Please echo every line of the records below without changing anything, and leave the pictures out of your reply.

Position annotation records:
- - - -

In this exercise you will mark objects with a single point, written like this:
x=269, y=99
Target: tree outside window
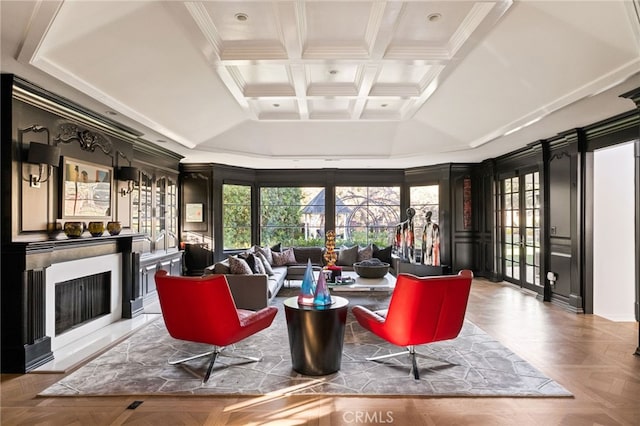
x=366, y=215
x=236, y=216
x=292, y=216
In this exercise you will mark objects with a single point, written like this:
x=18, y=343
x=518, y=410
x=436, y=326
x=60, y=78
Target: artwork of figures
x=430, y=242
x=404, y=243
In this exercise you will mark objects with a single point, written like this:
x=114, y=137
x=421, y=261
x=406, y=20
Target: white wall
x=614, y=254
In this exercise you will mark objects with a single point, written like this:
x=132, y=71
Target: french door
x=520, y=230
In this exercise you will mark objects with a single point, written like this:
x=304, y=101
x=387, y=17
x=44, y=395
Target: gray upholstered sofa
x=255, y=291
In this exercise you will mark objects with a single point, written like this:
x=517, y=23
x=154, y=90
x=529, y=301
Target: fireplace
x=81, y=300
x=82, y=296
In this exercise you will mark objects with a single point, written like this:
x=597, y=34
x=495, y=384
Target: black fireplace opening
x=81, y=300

- - - -

*Response*
In this exercise you will mark objects with a single point, written like this:
x=269, y=99
Target: tree outside window
x=366, y=215
x=236, y=216
x=292, y=216
In this exercise you will mark objects with a single point, written like this:
x=18, y=343
x=518, y=410
x=436, y=326
x=60, y=78
Target: artwork of figures
x=430, y=242
x=404, y=243
In this exercise you will mark objects with a single point, written like this:
x=114, y=137
x=421, y=261
x=406, y=20
Target: white wall
x=614, y=254
In this exercise you will mark objects with a single point, written like this:
x=132, y=71
Target: french door
x=520, y=230
In this exercise you will mark objects with a single point, written like this:
x=304, y=101
x=387, y=17
x=44, y=395
Target: gray upholstered sofa
x=255, y=291
In this exercise you will mark objects with a single point, written like this:
x=517, y=23
x=154, y=90
x=529, y=301
Target: fireplace
x=81, y=300
x=82, y=296
In this exercise you will mark objects with a single point, written like this:
x=597, y=34
x=495, y=384
Target: black fireplace opening
x=81, y=300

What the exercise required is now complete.